**Required work**
Please say whether each statement below agrees with the scouting text that follows. Answer yes or no for each, and quote the words of the text that decide it: (a) Vic Beasley will most likely play as a 3-4 outside linebacker in the NFL. (b) Connor Cook's receivers dropped numerous passes against the Buckeyes. (c) Grady Jarrett played at his best against Wake Forest.

**Passage to read**
= = = = = = =
It is definitely sad news to me to hear that Connor Cook plans on returning for his senior year at Michigan State unless he is guaranteed to be a Top 10 pick in the 2015 NFL Draft. He is definitely the best draft eligible quarterback in this draft class. If he indeed keeps his word, then there may not be a single quarterback worthy of a first-round pick in the 2015 NFL Draft.

Florida State Seminole Jameis Winston is definitely making a move and is in the conversation, but he is not quite there yet. Against the Buckeyes, Connor Cook showed pinpoint accuracy, but was really let down because of numerous drops by his receivers. It is difficult to beat a team of Ohio State’s caliber when your entire team is not clicking on all cylinders.

Clemson Tiger Vic Beasley is the type of pass rusher that opposing offensive coordinators lose sleep over trying to figure out how they are going to be able to block him. He really is that scary off the edge. In fact, his athleticism is so rare that with his number three on his jersey, he often looks more like a big wide receiver than a college defensive end.

In the NFL, Beasley will most likely be a 3-4 outside linebacker. He has substantial experience playing in a two-point stance so he should make a seamless transition from college defensive end/linebacker hybrid to a full-time outside linebacker. He’s a bit undersized, but do not let his height and weight fool you. Beasley is extremely strong for his size and holds up better in run support than many players much bigger than him. However, it would still probably be in his best interest to add another five pounds to his frame if it does not decrease his rare explosiveness.

Against Wake Forest, Beasley was extremely active in the Demon Deacon’s backfield all night. People often cite statistics to argue for a pass rusher’s effectiveness, but a true top pass rusher can impact a game without even sacking the quarterback. Constant pressure and forcing quick decisions is often just as crucial as sacking the quarterback. Beasley does both.

Clemson Tiger teammate Grady Jarrett is still underrated by many. He is a bit on the smaller side for a defensive tackle, but he is still able to hold up quite well at the point of attack. His strength is his ability to penetrate and create havoc in the opponent’s backfield. Although he was not at his best against Wake Forest, he still forced them to alter their blocking schemes in order to account for the beast in the middle.

Another defensive tackle saw his star shine a bit more brightly on the National Stage. Ohio State Buckeye Michael Bennett almost single-handedly slowed down the Spartans potent offensive attack. He made several key plays in the backfield and was a nuisance for Connor Cook all night. Do not let this game fool you though, as Bennett is not usually as good as he looked against Michigan State. Furthermore, he needs to improve at holding the point of attack in the running game. This is especially true when he is double-teamed, where he often gets blown off the ball. Bennett is an explosive player that should be a good defensive tackle for a Tampa 2 defense in the NFL, but probably will not consistently play like the player he was last Saturday night.
= = = = = = =
**Provided records**
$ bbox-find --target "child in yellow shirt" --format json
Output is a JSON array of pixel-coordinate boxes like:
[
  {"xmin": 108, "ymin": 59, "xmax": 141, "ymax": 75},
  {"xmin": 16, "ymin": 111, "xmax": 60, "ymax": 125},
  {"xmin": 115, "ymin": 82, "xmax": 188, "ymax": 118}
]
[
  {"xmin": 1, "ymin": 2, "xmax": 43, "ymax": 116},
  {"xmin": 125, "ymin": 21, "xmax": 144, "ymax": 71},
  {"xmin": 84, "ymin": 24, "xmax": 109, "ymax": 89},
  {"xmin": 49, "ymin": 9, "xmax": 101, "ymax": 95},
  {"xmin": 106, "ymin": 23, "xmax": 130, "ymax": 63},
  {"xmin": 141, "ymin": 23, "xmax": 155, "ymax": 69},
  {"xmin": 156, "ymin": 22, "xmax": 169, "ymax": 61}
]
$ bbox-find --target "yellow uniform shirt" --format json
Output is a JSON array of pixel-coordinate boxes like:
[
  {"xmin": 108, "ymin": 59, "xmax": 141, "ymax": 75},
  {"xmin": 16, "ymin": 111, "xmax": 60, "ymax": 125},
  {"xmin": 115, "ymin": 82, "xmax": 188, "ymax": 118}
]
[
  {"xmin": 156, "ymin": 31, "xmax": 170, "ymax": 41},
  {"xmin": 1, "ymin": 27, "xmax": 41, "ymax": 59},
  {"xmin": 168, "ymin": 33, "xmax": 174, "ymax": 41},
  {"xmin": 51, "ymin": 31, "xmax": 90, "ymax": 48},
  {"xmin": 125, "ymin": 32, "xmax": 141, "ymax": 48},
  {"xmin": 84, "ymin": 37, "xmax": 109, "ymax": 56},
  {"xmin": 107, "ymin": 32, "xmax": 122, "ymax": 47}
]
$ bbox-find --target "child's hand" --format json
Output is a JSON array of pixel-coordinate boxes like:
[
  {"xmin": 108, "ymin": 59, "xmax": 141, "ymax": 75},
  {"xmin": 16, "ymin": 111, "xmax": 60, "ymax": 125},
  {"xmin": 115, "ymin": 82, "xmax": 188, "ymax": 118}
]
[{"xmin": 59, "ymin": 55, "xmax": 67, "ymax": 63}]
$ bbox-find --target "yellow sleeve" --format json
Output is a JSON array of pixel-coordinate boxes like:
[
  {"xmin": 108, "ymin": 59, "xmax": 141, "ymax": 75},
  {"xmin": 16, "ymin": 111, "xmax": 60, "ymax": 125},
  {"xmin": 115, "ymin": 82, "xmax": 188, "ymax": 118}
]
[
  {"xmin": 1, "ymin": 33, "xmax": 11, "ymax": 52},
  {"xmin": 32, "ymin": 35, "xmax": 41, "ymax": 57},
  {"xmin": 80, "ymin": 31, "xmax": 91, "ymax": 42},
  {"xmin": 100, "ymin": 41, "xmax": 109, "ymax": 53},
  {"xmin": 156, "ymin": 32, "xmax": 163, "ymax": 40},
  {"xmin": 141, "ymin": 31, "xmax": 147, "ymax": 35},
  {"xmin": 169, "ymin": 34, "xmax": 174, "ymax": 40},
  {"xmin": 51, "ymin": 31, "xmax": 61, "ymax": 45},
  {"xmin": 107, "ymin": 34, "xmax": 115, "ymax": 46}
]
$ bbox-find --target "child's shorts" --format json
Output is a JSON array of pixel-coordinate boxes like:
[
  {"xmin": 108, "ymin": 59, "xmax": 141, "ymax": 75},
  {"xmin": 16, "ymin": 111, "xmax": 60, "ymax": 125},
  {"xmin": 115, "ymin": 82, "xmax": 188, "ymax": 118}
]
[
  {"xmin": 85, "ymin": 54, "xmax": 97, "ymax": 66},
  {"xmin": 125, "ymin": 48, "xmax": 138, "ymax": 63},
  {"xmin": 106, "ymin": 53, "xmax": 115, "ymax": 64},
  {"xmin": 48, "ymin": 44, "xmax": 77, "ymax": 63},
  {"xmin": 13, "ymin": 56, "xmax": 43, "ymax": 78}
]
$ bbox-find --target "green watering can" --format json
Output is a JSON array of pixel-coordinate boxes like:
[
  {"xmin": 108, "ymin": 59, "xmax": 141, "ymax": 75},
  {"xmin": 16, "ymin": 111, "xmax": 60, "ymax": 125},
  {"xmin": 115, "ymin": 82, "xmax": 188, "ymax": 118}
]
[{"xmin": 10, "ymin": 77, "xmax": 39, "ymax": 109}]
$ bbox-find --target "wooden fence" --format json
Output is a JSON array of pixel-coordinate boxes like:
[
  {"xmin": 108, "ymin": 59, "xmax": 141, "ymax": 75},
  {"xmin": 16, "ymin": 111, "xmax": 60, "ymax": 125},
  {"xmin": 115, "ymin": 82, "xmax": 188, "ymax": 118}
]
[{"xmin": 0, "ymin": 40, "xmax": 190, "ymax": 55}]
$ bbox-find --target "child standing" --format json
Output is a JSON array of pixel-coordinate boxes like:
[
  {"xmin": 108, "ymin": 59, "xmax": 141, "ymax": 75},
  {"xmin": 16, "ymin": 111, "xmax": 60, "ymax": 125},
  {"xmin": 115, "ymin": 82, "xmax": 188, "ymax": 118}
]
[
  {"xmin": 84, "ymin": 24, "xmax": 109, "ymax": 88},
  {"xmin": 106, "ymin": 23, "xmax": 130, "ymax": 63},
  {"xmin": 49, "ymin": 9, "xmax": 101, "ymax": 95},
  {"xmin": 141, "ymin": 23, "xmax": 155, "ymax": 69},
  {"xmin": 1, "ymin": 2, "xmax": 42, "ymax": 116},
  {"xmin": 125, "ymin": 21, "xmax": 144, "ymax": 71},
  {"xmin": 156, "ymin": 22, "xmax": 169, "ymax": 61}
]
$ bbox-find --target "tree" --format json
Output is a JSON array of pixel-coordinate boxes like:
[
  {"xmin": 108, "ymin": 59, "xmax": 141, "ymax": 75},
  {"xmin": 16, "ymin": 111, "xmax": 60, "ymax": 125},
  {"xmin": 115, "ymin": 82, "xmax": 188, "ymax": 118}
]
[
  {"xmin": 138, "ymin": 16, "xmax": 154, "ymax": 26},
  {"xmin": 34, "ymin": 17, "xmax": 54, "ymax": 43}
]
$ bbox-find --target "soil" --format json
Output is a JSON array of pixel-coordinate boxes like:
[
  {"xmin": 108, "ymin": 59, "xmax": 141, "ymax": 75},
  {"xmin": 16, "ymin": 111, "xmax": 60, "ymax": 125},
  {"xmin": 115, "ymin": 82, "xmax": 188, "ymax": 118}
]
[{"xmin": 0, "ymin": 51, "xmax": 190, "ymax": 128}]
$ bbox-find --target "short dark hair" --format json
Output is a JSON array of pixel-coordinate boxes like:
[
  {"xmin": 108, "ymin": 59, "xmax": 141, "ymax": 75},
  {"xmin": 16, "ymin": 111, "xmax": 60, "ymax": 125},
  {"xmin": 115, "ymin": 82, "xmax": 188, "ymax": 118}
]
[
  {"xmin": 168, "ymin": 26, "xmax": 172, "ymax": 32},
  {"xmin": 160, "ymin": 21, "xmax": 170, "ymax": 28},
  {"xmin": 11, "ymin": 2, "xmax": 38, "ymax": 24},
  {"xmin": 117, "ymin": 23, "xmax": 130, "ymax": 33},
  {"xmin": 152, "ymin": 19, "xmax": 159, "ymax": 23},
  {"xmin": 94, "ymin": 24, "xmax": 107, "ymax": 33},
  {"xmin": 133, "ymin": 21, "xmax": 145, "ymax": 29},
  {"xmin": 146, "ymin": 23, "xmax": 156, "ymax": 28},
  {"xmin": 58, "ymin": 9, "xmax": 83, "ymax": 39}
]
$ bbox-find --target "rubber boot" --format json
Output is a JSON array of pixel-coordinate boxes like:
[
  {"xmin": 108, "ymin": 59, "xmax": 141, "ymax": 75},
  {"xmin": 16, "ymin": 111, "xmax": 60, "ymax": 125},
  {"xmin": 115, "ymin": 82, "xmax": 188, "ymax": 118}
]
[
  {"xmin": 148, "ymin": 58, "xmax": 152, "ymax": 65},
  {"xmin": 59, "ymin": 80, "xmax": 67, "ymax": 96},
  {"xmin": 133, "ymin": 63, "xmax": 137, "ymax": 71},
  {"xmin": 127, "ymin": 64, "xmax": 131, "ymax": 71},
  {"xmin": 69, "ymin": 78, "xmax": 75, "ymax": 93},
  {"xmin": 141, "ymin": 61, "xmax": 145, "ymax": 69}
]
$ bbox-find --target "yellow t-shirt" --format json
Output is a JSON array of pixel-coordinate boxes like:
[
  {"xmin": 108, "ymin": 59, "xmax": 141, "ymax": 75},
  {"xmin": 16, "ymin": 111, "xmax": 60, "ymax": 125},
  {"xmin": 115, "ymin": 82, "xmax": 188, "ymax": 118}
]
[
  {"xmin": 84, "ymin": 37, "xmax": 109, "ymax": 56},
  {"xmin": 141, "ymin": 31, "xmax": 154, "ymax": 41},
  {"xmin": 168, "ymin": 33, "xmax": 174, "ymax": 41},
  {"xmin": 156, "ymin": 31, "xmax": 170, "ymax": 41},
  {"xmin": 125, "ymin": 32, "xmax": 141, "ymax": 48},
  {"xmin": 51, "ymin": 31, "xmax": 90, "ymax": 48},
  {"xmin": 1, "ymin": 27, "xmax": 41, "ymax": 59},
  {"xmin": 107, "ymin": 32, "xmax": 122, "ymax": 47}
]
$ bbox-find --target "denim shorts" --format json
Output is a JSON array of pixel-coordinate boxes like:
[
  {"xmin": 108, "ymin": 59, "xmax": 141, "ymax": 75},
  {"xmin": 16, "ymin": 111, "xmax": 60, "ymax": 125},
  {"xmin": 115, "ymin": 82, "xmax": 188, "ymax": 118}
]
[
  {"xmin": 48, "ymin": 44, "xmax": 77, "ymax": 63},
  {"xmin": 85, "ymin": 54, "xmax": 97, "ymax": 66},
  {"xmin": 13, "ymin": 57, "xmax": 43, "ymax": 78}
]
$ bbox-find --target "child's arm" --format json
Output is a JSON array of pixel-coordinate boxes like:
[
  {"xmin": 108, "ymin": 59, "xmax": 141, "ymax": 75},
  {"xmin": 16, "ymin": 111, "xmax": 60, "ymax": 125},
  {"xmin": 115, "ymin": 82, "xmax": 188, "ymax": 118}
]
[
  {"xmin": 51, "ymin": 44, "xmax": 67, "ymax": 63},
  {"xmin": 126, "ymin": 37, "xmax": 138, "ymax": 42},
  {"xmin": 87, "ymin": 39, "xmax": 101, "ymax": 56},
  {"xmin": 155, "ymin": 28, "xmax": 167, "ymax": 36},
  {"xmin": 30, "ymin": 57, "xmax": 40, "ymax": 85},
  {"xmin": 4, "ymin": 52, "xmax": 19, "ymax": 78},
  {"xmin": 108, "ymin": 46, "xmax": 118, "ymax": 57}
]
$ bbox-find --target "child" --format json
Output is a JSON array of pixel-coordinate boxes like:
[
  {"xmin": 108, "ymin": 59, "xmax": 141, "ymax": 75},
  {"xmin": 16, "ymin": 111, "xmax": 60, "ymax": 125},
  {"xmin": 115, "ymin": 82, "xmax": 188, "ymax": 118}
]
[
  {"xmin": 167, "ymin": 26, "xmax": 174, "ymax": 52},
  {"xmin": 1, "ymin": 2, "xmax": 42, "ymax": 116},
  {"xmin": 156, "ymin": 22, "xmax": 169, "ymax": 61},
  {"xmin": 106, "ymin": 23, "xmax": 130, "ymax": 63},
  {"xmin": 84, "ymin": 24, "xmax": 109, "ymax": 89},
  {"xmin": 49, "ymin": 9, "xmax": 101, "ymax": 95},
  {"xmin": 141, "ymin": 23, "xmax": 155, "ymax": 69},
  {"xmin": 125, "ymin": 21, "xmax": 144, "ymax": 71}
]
= = = = = = =
**Output for this task**
(a) Yes: "In the NFL, Beasley will most likely be a 3-4 outside linebacker."
(b) Yes: "was really let down because of numerous drops by his receivers"
(c) No: "Although he was not at his best against Wake Forest"